» MATERIAL SHOWN
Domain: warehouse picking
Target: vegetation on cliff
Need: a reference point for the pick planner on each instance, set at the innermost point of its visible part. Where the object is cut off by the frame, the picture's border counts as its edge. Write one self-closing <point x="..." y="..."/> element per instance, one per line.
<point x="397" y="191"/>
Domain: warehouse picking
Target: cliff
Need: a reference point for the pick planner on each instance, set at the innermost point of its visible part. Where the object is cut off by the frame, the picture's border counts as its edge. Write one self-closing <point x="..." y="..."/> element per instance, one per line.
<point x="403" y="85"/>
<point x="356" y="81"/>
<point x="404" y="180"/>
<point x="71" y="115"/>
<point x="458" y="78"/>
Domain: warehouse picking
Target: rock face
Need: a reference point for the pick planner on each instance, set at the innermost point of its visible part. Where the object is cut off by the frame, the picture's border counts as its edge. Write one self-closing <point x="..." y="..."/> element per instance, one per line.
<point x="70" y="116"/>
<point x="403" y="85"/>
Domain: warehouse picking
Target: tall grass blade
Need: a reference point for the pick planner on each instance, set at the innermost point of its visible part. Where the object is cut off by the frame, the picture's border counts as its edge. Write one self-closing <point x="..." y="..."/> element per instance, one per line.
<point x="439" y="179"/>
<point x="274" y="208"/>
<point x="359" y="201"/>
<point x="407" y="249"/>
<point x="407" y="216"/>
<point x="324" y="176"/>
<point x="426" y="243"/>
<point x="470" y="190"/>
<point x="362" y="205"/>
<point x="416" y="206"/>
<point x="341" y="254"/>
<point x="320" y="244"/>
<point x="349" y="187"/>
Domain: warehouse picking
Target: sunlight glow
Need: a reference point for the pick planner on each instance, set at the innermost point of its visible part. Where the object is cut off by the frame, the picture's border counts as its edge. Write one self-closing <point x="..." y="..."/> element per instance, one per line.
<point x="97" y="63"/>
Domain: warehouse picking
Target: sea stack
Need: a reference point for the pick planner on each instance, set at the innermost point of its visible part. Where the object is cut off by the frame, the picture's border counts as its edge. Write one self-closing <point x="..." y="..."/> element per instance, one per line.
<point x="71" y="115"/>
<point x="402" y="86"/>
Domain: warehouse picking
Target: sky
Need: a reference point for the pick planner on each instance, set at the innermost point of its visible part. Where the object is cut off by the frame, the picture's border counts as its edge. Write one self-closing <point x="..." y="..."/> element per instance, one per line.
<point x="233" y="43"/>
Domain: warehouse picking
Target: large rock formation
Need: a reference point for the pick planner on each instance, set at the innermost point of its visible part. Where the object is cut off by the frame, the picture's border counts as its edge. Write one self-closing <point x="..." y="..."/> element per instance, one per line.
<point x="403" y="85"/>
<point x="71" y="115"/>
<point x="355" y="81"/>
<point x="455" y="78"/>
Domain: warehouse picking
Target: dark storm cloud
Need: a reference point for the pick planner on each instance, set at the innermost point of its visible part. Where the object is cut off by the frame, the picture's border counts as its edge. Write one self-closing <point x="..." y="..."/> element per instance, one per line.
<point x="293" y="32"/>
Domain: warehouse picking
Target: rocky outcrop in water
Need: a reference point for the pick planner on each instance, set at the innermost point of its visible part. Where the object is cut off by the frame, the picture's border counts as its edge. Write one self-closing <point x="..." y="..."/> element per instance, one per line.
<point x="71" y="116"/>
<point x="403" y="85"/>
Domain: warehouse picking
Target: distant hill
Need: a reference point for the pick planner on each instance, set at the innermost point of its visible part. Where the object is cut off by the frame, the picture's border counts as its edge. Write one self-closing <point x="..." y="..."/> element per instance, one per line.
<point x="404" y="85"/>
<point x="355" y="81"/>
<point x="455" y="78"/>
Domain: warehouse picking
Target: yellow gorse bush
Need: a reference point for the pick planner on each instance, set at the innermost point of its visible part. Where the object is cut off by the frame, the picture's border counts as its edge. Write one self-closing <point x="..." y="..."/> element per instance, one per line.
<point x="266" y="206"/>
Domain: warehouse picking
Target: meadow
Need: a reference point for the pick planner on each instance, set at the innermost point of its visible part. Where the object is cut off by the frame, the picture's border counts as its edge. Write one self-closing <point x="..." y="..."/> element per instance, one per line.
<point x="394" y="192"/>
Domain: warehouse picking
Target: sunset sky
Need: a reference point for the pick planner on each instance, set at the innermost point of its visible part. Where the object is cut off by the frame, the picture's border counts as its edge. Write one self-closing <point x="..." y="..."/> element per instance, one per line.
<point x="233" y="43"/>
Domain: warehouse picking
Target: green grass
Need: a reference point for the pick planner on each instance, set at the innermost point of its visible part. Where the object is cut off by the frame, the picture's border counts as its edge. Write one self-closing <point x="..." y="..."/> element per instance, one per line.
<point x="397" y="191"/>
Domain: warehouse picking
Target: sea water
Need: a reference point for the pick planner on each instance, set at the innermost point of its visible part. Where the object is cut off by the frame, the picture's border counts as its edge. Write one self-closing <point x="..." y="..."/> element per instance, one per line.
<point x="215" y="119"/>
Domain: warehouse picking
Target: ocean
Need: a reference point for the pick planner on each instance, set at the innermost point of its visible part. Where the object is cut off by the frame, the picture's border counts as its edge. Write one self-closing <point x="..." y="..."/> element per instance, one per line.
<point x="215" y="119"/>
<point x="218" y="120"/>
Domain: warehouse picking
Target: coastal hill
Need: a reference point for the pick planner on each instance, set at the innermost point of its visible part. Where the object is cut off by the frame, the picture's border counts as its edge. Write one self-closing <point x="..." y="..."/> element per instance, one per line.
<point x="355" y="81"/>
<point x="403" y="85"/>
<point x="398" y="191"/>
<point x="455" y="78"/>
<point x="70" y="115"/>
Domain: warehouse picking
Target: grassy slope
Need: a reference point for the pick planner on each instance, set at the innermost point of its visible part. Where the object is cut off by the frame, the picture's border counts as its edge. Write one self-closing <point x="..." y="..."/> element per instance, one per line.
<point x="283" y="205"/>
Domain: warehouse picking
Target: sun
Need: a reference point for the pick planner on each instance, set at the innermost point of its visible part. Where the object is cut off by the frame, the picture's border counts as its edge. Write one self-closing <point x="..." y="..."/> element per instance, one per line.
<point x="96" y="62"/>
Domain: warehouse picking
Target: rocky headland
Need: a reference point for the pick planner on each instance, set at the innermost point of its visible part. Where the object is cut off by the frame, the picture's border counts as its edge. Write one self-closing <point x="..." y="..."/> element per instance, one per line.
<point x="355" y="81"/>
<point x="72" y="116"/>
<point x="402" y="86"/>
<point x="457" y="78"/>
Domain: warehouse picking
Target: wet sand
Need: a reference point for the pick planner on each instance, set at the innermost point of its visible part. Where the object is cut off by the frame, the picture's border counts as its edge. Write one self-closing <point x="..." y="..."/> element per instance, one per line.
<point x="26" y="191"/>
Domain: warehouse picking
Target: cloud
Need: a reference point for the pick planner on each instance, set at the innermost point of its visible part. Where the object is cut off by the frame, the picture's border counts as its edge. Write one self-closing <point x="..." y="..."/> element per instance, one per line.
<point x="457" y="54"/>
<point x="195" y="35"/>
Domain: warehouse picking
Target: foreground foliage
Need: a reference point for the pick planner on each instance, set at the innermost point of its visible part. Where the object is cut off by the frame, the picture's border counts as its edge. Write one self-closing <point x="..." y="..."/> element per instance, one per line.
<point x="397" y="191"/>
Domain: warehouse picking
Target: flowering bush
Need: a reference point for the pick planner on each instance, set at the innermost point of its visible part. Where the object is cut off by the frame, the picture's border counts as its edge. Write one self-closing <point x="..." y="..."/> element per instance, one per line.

» WHAT THIS TASK INVOLVES
Repeat the material from above exactly, word for word.

» ANSWER
Domain: warehouse picking
Target: vegetation on cliff
Need: a reference point for the pick planner on each instance, set at the innermost point of its visible part. Where the object is cut off by the frame, the picture's border counts as its edge. Write one self-closing <point x="..." y="..."/> element per instance, one per line.
<point x="397" y="191"/>
Domain: warehouse picking
Target: cliff
Need: a reference point for the pick planner on each instance, set at the innermost point of its visible part. Where the object is cut off by the frame, the picture's border counts as its edge. Write one self-closing <point x="..." y="..."/> element per instance, one per line.
<point x="403" y="85"/>
<point x="356" y="81"/>
<point x="404" y="180"/>
<point x="71" y="115"/>
<point x="458" y="78"/>
Domain: warehouse picking
Target: rock face
Need: a reference point for the pick planner on each instance, set at the innermost point of its visible part. Where the object is cut off by the frame, the picture's border counts as its edge. Write one self-closing <point x="..." y="..."/> element per instance, one per line.
<point x="70" y="116"/>
<point x="403" y="85"/>
Domain: warehouse picking
Target: tall grass blade
Need: a reference point for the pick planner on each instance, set at the innermost point of its visible part. Where the object is cut off by the frame, the picture's border counts as its edge. Write one self-closing <point x="..." y="..."/> element per instance, one per line.
<point x="439" y="179"/>
<point x="274" y="208"/>
<point x="359" y="201"/>
<point x="407" y="249"/>
<point x="407" y="216"/>
<point x="324" y="176"/>
<point x="426" y="243"/>
<point x="470" y="190"/>
<point x="362" y="205"/>
<point x="416" y="206"/>
<point x="341" y="254"/>
<point x="320" y="244"/>
<point x="349" y="187"/>
Domain: warehouse picking
Target: sunlight glow
Need: a reference point for the pick planner on each instance, set at the innermost point of its visible part. Where the object is cut off by the frame, the picture's border counts as its edge. Write one self-closing <point x="..." y="..."/> element per instance, one per line.
<point x="97" y="63"/>
Domain: warehouse picking
Target: sea stack
Need: a reference point for the pick planner on each instance, set at the innermost point of its visible part. Where the object is cut off by the frame, the picture's border counts as its edge. Write one self-closing <point x="..." y="..."/> element per instance, one per line.
<point x="71" y="115"/>
<point x="402" y="86"/>
Domain: warehouse picking
Target: sky
Need: a reference point for the pick planner on each instance, set at the innermost point of its visible part. Where the object is cut off by the frame, the picture's border counts as its edge. Write one self-closing <point x="..." y="..."/> element per instance, one per line.
<point x="233" y="43"/>
Domain: warehouse picking
Target: large rock formation
Need: a reference point for the pick planner on each instance, set at the innermost point of its visible part. Where the object is cut off by the frame, the picture's border counts as its edge. Write one self-closing <point x="..." y="..."/> element per instance, one per line.
<point x="403" y="85"/>
<point x="71" y="115"/>
<point x="355" y="81"/>
<point x="455" y="78"/>
Domain: warehouse picking
Target: dark storm cloud
Need: a reference point for the pick planner on each instance, set at the innermost point of its visible part. Where the object is cut off by the frame, the picture's border counts as its edge. Write one self-closing <point x="..." y="..."/> element per instance, one per line.
<point x="293" y="32"/>
Domain: warehouse picking
Target: rocky outcrop in water
Need: a reference point for the pick planner on each instance, set at the innermost point of its visible part. Where the object is cut off by the frame, the picture's border counts as its edge. Write one self-closing <point x="..." y="..."/> element per instance, one per line.
<point x="71" y="116"/>
<point x="403" y="85"/>
Domain: warehouse picking
Target: distant hill
Need: a reference point for the pick planner on each instance, set at the innermost point of its visible part. Where the object is cut off by the frame, the picture's border counts as its edge. Write one self-closing <point x="..." y="..."/> element per instance, one per line.
<point x="404" y="85"/>
<point x="355" y="81"/>
<point x="455" y="78"/>
Domain: warehouse picking
Target: yellow gorse bush
Need: a reference point for the pick planner on each instance, set at the innermost point of its visible part. Where the object is cut off by the frame, the picture's border counts as its edge. Write one self-closing <point x="..." y="..."/> element per instance, one per line.
<point x="266" y="206"/>
Domain: warehouse picking
Target: meadow
Need: a reference point for the pick planner on each instance, set at the innermost point of its visible part. Where the object is cut off by the frame, the picture's border counts as its edge. Write one self-closing <point x="..." y="..."/> element per instance, one per line.
<point x="394" y="192"/>
Domain: warehouse picking
Target: sunset sky
Need: a reference point for the pick planner on each instance, set at the innermost point of its visible part. Where the object is cut off by the frame, the picture's border counts as its edge. Write one self-closing <point x="..." y="..."/> element per instance, one per line.
<point x="233" y="43"/>
Domain: warehouse picking
Target: green grass
Need: a reference point for the pick planner on each instance, set at the innermost point of its visible part. Where the object is cut off by the frame, the picture's border counts as its edge. Write one self-closing <point x="..." y="..."/> element per instance, one per line.
<point x="397" y="191"/>
Domain: warehouse picking
Target: sea water
Need: a reference point for the pick planner on each instance, set at the innermost point of its visible part. Where the object is cut off by the frame, the picture's border counts as its edge. Write one self-closing <point x="..." y="..."/> element per instance, one per line.
<point x="215" y="119"/>
Domain: warehouse picking
Target: ocean
Need: a reference point for the pick planner on each instance, set at the innermost point of its visible part. Where the object is cut off by the frame, the picture's border counts as its edge. Write one self-closing <point x="..." y="..."/> element per instance, one per line.
<point x="215" y="119"/>
<point x="218" y="120"/>
Domain: warehouse picking
Target: coastal hill
Need: a reference point for the pick planner on each instance, set at the innermost point of its visible part. Where the object is cut off by the frame, the picture's border counts as its edge. Write one self-closing <point x="..." y="..."/> element per instance, one per line.
<point x="355" y="81"/>
<point x="403" y="85"/>
<point x="398" y="191"/>
<point x="455" y="78"/>
<point x="70" y="115"/>
Domain: warehouse picking
Target: grassy slope
Need: a reference point for the pick planner on each instance, set at the innermost point of its visible part. Where the object is cut off by the frame, the picture's border counts as its edge. Write one self-closing <point x="..." y="..."/> element per instance, one per line.
<point x="283" y="205"/>
Domain: warehouse picking
Target: sun
Need: a reference point for the pick planner on each instance, set at the innermost point of its visible part. Where the object is cut off by the frame, the picture's border counts as its edge. Write one self-closing <point x="..." y="..."/> element per instance, one per line.
<point x="96" y="62"/>
Domain: warehouse picking
Target: rocky headland
Need: a reference point for the pick planner on each instance, set at the innermost point of its visible part. Where the object is cut off by the frame, the picture's border counts as its edge. Write one self-closing <point x="..." y="..."/> element per instance, one per line.
<point x="355" y="81"/>
<point x="72" y="116"/>
<point x="402" y="86"/>
<point x="457" y="78"/>
Domain: warehouse picking
Target: wet sand
Need: a reference point for the pick planner on each instance, set at the innermost point of its visible part. Where the object is cut off by the frame, the picture's border counts as its edge. Write one self-closing <point x="..." y="..."/> element per instance, one per line.
<point x="26" y="191"/>
Domain: warehouse picking
Target: cloud
Need: a reference point for the pick planner on each instance, set at the innermost point of its visible part. Where the object is cut off by the frame, the picture's border counts as its edge. Write one self-closing <point x="..." y="..."/> element per instance, one per line.
<point x="457" y="54"/>
<point x="195" y="35"/>
Domain: warehouse picking
Target: foreground foliage
Need: a reference point for the pick planner on each instance, set at the innermost point of its visible part. Where the object is cut off by the frame, the picture's border counts as its edge. Write one self-closing <point x="..." y="..."/> element per instance, one per line.
<point x="397" y="191"/>
Domain: warehouse picking
Target: flowering bush
Need: a reference point for the pick planner on each instance, set at the innermost point of its visible part. Where the object is cut off by the frame, the picture's border counts as its edge. Write one self-closing <point x="..." y="..."/> element per instance, one per line.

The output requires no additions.